掲載本文 =
───
12月22日

2001-12-22 samedi

一週間の名古屋暮らしを終えて神戸に帰ってきました。
やはり六甲が見えるとほっとする。
とりあえずばりばりに凝り固まった身体をほぐすべく合気道へ急ぐ。

ところが好事魔多し。
御影の細い路地でいきなり人身事故を起こしてしまった。
何の障害物もない道を徐行に近い速度で走っていたはずだが、「ガツン」という音がして、バックミラーを見ると車の後ろでいますれちがったはずの歩行者が手を押さえている。
あわてて車を停めて降りてみると、私の車のドアミラーに当たって手を怪我したというのである。
おお、なんという不注意であろう。
平謝りに謝ってまず止血をし、軽症には見えるが骨に異常があるやもしれず、とりあえず病院へ参りましょというと、いま急いでいるから病院にはあとで自分でゆくからよい、という。ま治療代だけもろとこか。
このへんでちょっと怪しいかなとも思ったのであるが、とりあえずこちらは加害者であるから、へこへこするほかない。それに傷といってもただの切り傷である。治療代と言ってもたいした額にはなるまい。
───
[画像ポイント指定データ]

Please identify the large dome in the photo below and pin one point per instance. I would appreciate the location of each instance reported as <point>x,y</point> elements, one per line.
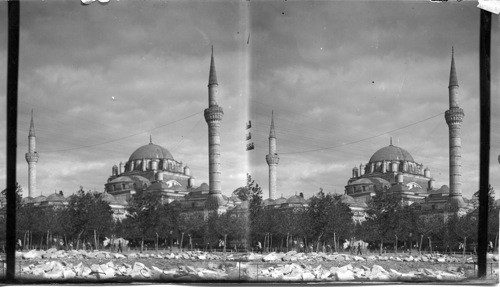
<point>150,151</point>
<point>391,153</point>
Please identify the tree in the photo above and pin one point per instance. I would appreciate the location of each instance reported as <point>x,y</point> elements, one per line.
<point>88,214</point>
<point>382,217</point>
<point>255,207</point>
<point>19,194</point>
<point>144,215</point>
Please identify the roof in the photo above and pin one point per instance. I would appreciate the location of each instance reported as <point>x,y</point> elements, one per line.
<point>390,153</point>
<point>347,199</point>
<point>151,151</point>
<point>40,198</point>
<point>296,199</point>
<point>268,201</point>
<point>56,197</point>
<point>121,179</point>
<point>26,200</point>
<point>202,187</point>
<point>280,200</point>
<point>110,199</point>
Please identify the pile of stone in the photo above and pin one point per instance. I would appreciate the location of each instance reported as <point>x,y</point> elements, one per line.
<point>300,272</point>
<point>292,256</point>
<point>56,270</point>
<point>96,254</point>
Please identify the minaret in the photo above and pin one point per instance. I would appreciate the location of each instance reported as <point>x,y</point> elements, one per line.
<point>213,117</point>
<point>272,159</point>
<point>454,117</point>
<point>32,158</point>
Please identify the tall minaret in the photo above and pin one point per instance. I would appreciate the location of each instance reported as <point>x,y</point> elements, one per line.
<point>32,158</point>
<point>272,159</point>
<point>213,117</point>
<point>454,117</point>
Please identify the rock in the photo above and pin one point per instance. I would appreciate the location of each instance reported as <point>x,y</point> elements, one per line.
<point>32,254</point>
<point>96,268</point>
<point>344,275</point>
<point>446,276</point>
<point>86,271</point>
<point>254,256</point>
<point>68,274</point>
<point>119,256</point>
<point>346,267</point>
<point>308,276</point>
<point>270,257</point>
<point>52,275</point>
<point>38,272</point>
<point>378,269</point>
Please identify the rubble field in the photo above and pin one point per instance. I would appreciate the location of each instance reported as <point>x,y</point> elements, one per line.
<point>188,266</point>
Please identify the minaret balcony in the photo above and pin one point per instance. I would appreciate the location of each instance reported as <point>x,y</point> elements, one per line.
<point>454,115</point>
<point>272,159</point>
<point>31,157</point>
<point>213,113</point>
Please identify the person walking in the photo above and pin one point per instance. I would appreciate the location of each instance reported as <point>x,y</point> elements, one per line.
<point>359,249</point>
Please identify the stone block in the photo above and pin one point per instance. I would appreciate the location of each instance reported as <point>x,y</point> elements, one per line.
<point>32,254</point>
<point>53,275</point>
<point>37,271</point>
<point>270,257</point>
<point>308,276</point>
<point>119,256</point>
<point>344,275</point>
<point>68,274</point>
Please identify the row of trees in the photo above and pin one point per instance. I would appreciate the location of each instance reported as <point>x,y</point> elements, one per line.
<point>325,224</point>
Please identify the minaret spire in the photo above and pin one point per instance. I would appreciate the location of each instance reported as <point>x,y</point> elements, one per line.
<point>31,158</point>
<point>272,159</point>
<point>272,133</point>
<point>32,125</point>
<point>212,77</point>
<point>454,118</point>
<point>213,117</point>
<point>453,71</point>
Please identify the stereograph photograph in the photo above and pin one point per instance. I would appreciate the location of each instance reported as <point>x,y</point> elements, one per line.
<point>284,142</point>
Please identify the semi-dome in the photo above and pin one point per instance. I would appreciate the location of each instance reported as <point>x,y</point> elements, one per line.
<point>27,200</point>
<point>39,199</point>
<point>391,152</point>
<point>151,151</point>
<point>110,199</point>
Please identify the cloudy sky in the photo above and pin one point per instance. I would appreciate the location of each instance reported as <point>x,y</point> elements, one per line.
<point>341,77</point>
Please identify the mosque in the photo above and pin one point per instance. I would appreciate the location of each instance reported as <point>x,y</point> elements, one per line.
<point>392,169</point>
<point>152,168</point>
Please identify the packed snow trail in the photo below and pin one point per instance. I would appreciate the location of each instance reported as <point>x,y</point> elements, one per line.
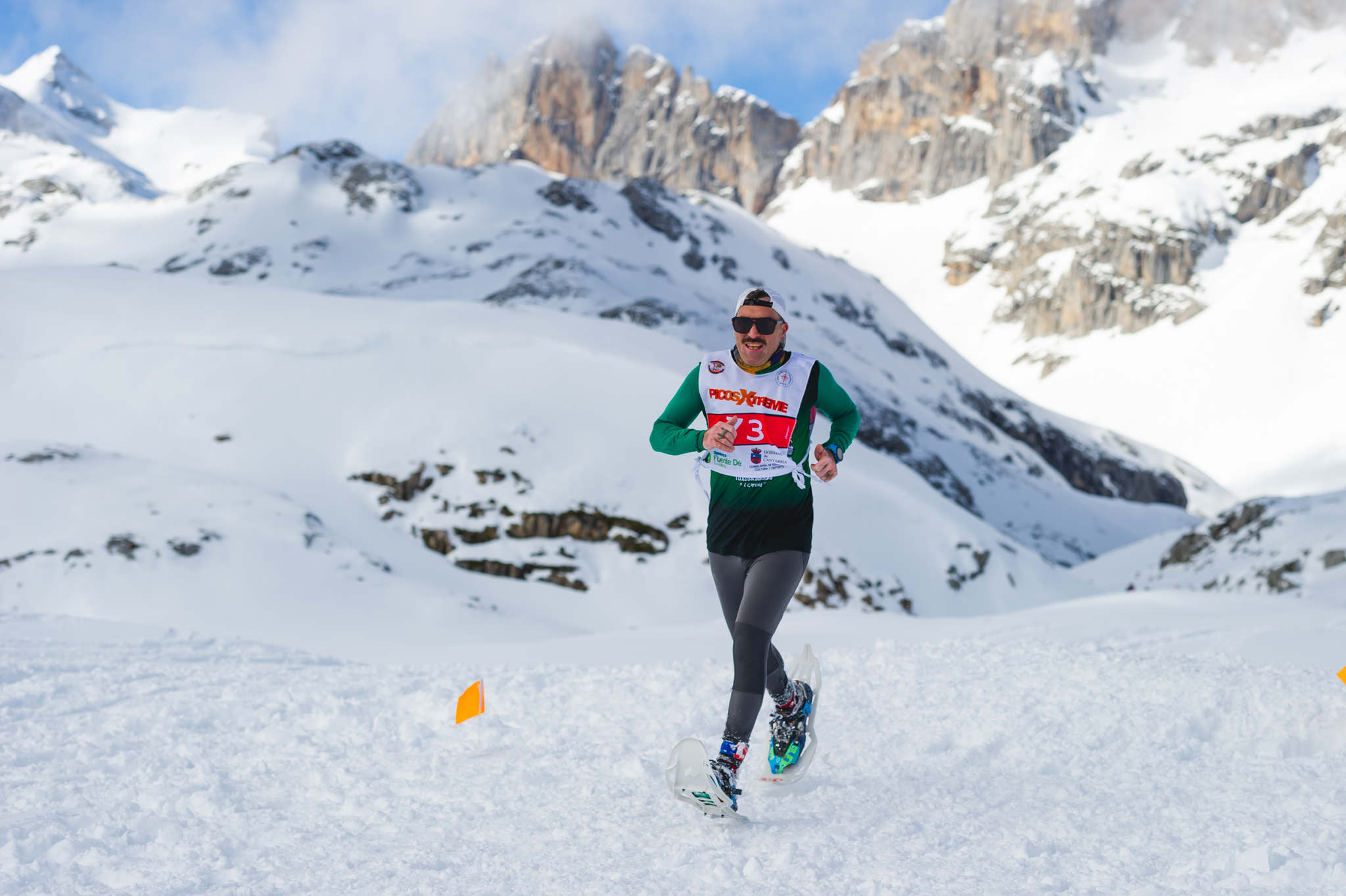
<point>962,766</point>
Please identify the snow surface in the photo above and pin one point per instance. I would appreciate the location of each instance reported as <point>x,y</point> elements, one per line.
<point>160,762</point>
<point>229,666</point>
<point>1245,389</point>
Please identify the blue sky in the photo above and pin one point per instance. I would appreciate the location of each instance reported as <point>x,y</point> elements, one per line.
<point>375,72</point>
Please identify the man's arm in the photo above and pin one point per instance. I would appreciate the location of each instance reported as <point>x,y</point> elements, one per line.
<point>837,407</point>
<point>670,434</point>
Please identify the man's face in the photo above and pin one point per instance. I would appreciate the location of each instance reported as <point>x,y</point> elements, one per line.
<point>755,349</point>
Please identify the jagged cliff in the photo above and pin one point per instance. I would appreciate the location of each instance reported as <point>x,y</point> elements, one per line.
<point>990,91</point>
<point>571,104</point>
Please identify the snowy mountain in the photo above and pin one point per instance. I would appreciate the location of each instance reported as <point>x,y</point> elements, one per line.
<point>331,218</point>
<point>1268,545</point>
<point>1035,179</point>
<point>298,445</point>
<point>572,104</point>
<point>1186,232</point>
<point>986,495</point>
<point>61,136</point>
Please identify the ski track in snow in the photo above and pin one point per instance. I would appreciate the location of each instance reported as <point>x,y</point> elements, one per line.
<point>963,766</point>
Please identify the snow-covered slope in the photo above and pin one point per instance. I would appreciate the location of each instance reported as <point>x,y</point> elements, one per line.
<point>1268,545</point>
<point>1171,271</point>
<point>156,763</point>
<point>118,150</point>
<point>235,459</point>
<point>331,218</point>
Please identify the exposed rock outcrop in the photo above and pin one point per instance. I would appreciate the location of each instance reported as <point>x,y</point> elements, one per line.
<point>1330,249</point>
<point>572,105</point>
<point>988,89</point>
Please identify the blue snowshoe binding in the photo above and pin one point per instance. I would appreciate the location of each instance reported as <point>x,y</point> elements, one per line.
<point>789,730</point>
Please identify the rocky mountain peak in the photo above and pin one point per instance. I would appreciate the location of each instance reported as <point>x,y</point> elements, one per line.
<point>51,79</point>
<point>1248,29</point>
<point>572,104</point>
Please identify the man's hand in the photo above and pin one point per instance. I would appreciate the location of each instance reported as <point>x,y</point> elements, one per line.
<point>720,436</point>
<point>827,466</point>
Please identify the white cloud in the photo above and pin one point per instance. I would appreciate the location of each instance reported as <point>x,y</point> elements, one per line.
<point>376,72</point>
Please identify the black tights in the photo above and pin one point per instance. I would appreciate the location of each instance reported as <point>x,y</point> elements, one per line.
<point>754,595</point>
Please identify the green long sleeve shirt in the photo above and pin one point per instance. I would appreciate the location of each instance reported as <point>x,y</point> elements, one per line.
<point>749,518</point>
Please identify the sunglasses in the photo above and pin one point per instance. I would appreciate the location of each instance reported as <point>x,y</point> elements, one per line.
<point>766,326</point>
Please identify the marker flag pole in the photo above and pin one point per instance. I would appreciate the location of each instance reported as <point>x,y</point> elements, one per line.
<point>471,703</point>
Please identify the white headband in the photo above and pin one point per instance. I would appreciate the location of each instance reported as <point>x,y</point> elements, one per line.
<point>774,300</point>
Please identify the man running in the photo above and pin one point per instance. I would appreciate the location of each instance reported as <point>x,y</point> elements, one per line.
<point>760,403</point>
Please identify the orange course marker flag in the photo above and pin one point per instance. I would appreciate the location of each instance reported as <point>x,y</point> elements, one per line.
<point>471,703</point>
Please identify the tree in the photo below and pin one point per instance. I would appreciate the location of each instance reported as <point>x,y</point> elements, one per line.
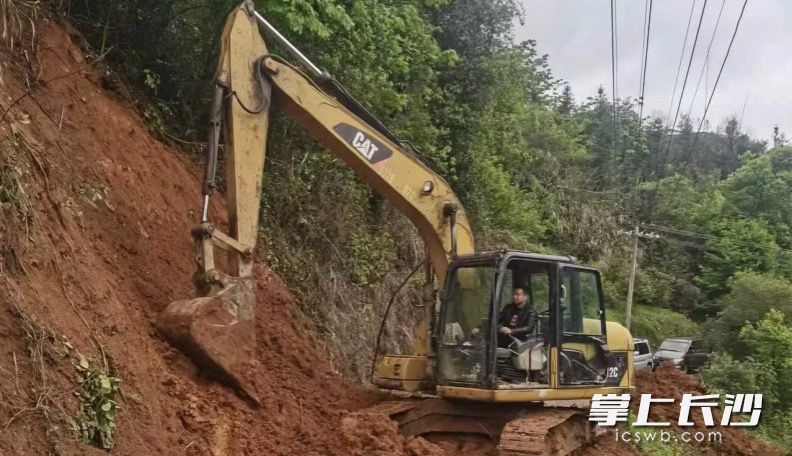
<point>770,342</point>
<point>750,297</point>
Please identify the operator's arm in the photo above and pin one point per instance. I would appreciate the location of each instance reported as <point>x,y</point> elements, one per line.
<point>530,323</point>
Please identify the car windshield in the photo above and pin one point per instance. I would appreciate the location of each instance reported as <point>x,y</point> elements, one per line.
<point>674,345</point>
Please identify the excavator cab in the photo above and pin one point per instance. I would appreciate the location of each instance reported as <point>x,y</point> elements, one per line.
<point>568,347</point>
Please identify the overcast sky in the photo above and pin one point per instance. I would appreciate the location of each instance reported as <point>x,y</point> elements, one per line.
<point>576,35</point>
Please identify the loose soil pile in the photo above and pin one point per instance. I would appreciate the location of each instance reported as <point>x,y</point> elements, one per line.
<point>94,242</point>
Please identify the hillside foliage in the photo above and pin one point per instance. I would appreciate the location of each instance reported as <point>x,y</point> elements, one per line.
<point>537,166</point>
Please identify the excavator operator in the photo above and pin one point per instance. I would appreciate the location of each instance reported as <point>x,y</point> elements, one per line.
<point>517,320</point>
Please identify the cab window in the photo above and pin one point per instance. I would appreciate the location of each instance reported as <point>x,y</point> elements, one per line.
<point>580,302</point>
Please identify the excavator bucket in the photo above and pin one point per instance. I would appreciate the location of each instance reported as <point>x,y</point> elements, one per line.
<point>218,332</point>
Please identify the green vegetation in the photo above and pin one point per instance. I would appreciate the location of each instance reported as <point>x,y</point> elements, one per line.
<point>97,392</point>
<point>535,167</point>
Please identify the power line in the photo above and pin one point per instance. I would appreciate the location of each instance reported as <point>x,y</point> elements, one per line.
<point>614,71</point>
<point>717,79</point>
<point>642,89</point>
<point>645,56</point>
<point>692,145</point>
<point>681,94</point>
<point>679,64</point>
<point>706,58</point>
<point>687,74</point>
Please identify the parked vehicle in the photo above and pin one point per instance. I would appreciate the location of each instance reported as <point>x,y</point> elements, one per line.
<point>686,353</point>
<point>643,357</point>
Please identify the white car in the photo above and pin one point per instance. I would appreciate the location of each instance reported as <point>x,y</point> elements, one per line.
<point>643,357</point>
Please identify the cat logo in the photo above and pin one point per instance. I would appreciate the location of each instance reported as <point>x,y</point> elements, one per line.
<point>364,145</point>
<point>370,148</point>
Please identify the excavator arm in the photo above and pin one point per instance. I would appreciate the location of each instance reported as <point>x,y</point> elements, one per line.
<point>218,328</point>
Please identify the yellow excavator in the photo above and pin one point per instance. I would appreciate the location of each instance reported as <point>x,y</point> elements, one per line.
<point>518,390</point>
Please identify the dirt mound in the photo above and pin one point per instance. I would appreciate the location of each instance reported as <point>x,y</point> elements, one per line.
<point>669,382</point>
<point>94,244</point>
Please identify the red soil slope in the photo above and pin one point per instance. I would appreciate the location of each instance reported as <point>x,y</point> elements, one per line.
<point>94,243</point>
<point>105,248</point>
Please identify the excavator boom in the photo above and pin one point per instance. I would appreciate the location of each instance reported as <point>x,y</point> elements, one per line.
<point>499,391</point>
<point>218,328</point>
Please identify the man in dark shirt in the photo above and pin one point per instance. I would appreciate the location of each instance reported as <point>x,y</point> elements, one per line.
<point>517,319</point>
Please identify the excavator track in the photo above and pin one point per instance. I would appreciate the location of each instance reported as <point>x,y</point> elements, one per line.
<point>518,429</point>
<point>546,432</point>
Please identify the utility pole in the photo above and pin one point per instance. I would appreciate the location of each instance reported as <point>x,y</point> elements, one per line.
<point>635,234</point>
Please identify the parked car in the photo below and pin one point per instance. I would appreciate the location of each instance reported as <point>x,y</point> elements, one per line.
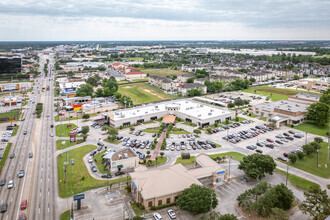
<point>171,214</point>
<point>4,207</point>
<point>157,216</point>
<point>21,174</point>
<point>10,184</point>
<point>23,204</point>
<point>108,176</point>
<point>282,159</point>
<point>3,182</point>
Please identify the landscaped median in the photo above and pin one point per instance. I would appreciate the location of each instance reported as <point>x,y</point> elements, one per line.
<point>64,130</point>
<point>60,146</point>
<point>234,155</point>
<point>4,156</point>
<point>297,181</point>
<point>78,178</point>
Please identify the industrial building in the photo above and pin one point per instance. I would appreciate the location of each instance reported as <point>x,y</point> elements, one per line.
<point>190,111</point>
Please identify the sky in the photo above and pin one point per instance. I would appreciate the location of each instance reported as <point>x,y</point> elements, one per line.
<point>136,20</point>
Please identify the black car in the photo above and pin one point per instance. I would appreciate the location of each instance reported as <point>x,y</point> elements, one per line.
<point>3,182</point>
<point>108,176</point>
<point>119,173</point>
<point>4,207</point>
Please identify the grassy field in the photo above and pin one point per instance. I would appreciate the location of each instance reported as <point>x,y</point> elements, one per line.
<point>313,128</point>
<point>4,156</point>
<point>65,215</point>
<point>235,155</point>
<point>143,93</point>
<point>80,180</point>
<point>309,162</point>
<point>15,130</point>
<point>59,145</point>
<point>162,72</point>
<point>297,181</point>
<point>65,130</point>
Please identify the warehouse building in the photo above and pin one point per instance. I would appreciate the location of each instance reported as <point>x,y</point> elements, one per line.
<point>190,111</point>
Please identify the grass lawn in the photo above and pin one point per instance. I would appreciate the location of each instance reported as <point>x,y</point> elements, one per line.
<point>143,93</point>
<point>15,130</point>
<point>73,118</point>
<point>309,162</point>
<point>186,162</point>
<point>4,156</point>
<point>80,180</point>
<point>297,181</point>
<point>65,215</point>
<point>162,72</point>
<point>59,145</point>
<point>160,160</point>
<point>9,114</point>
<point>313,128</point>
<point>65,130</point>
<point>112,142</point>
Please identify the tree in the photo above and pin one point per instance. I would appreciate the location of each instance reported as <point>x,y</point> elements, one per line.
<point>84,129</point>
<point>99,92</point>
<point>231,105</point>
<point>227,217</point>
<point>325,97</point>
<point>256,166</point>
<point>318,112</point>
<point>197,199</point>
<point>197,131</point>
<point>300,155</point>
<point>279,214</point>
<point>317,203</point>
<point>292,158</point>
<point>86,116</point>
<point>84,90</point>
───
演習の指示 =
#1 日記によると、人身事故はどこで起きましたか。
#2 日記のうち、「一週間の名古屋暮らしを終えて神戸に帰ってきました。」を含む箇所から書き始め、「おお、なんという不注意であろう。」の後で止めて、その部分を一字も変えずに複写しなさい。

解答一覧 =
#1 御影の細い路地です。

#2
一週間の名古屋暮らしを終えて神戸に帰ってきました。
やはり六甲が見えるとほっとする。
とりあえずばりばりに凝り固まった身体をほぐすべく合気道へ急ぐ。

ところが好事魔多し。
御影の細い路地でいきなり人身事故を起こしてしまった。
何の障害物もない道を徐行に近い速度で走っていたはずだが、「ガツン」という音がして、バックミラーを見ると車の後ろでいますれちがったはずの歩行者が手を押さえている。
あわてて車を停めて降りてみると、私の車のドアミラーに当たって手を怪我したというのである。
おお、なんという不注意であろう。